_Given exercise_
Carry on the forum post about speeding up a MATLAB string comparison, picking up right after its last line.

_Source text_
How do I compare a cell array containing string arrays against a string array without using loops?
古いコメントを表示
I'm comparing two variables (data attached):
- tableOfTextByTime.("tweetUniqueMentions"), which is a 500x1 cell array. The content of each cell is a string array that may contain 0 or more words. Each cell can contain a different number of words. See screenshot:

- tableOfUsers{:,1}, which is a 334x1 string array

The code below works using a for loop, an anonymous function, and cellfun, but it's slow.
It's ok for a small test dataset, but when running on a real data set (20,000 x 1 cell array) and (5,000 x 1 string array) it takes way too long.
for i = height(tableOfUsers): -1: 1
% create a wrapped strcmp anon fcn that takes each cell element and
% each string element
wStrcmp = @(anonInp1) any(strcmp(anonInp1, tableOfUsers{i,1}));
% create matrix of indices for the entries that match the criteria (500x334)

(Stored items from a collection)
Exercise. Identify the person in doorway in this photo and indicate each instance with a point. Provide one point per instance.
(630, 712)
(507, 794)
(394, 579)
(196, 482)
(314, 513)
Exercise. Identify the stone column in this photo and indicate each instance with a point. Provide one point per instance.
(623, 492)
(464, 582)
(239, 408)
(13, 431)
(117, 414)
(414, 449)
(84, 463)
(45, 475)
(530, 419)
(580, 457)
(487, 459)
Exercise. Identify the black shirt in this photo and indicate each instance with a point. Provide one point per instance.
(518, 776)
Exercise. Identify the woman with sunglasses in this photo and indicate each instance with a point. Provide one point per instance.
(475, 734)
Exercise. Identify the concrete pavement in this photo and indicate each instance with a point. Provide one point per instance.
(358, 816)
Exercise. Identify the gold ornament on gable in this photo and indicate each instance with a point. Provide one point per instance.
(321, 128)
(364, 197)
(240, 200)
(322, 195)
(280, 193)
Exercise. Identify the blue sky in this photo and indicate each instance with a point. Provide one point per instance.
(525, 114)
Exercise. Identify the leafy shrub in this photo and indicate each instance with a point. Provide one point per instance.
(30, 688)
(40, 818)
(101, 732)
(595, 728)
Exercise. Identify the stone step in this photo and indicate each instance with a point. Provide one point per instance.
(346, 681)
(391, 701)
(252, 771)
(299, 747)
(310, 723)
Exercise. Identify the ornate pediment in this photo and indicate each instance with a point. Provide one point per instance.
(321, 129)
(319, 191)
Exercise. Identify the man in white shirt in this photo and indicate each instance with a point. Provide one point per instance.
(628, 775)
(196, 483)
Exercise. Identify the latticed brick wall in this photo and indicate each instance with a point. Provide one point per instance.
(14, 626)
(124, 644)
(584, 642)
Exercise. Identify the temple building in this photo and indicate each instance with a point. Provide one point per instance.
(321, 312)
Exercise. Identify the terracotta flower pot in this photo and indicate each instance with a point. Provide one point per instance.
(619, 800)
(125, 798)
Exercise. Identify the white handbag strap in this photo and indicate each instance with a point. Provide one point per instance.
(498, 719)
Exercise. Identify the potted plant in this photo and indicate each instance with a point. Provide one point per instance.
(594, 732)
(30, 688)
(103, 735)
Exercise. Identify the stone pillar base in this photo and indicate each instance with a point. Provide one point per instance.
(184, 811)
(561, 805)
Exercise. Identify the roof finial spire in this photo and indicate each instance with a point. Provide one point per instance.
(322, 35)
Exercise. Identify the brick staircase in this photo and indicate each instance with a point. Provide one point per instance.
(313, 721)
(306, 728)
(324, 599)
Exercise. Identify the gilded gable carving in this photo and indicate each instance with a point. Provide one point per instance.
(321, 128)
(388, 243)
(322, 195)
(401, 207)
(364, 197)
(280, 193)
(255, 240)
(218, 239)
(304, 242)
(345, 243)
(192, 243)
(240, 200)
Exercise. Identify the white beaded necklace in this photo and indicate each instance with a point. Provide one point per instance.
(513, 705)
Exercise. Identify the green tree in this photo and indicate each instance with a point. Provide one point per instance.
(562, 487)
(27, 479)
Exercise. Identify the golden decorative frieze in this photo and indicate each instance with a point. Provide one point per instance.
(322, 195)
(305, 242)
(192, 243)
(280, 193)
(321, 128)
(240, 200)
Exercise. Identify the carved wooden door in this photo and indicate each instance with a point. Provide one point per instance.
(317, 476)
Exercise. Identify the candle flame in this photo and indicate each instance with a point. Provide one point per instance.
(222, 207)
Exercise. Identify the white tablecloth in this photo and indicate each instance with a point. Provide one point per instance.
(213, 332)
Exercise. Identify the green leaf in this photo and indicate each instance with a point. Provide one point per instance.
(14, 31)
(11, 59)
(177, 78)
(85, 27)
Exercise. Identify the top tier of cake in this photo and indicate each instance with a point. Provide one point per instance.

_Result of the exercise_
idxMat(:,i) = cellfun( wStrcmp, tableOfTextByTime.("tweetUniqueMentions"),'UniformOutput',false);
% grab the relevant text that match the criteria
correspondingText{i,1} = tableOfTextByTime(cell2mat(idxMat(:,i)),:);
end
How can I get an equivalent result while drastically speeding up the code? Is there a way to do this in a vectorized or element-wise manner? bsxfun and arrayfun seem to have limitations when working with strings. Parallel computing toolbox not an option : )
3 件のコメント
the cyclist
2022 年 12 月 21 日
Can you upload the data? You can use the paper clip icon in the INSERT section of the toolbar. We can't work with a picture of the data.
Walter Roberson
2022 年 12 月 21 日
Please describe in words what the desired outcome is.
- for each cell, you need to know whether at least one string in the cell appears anywhere in the string array?
- for each string in each cell, you need to know of the string appears anywhere in the string array?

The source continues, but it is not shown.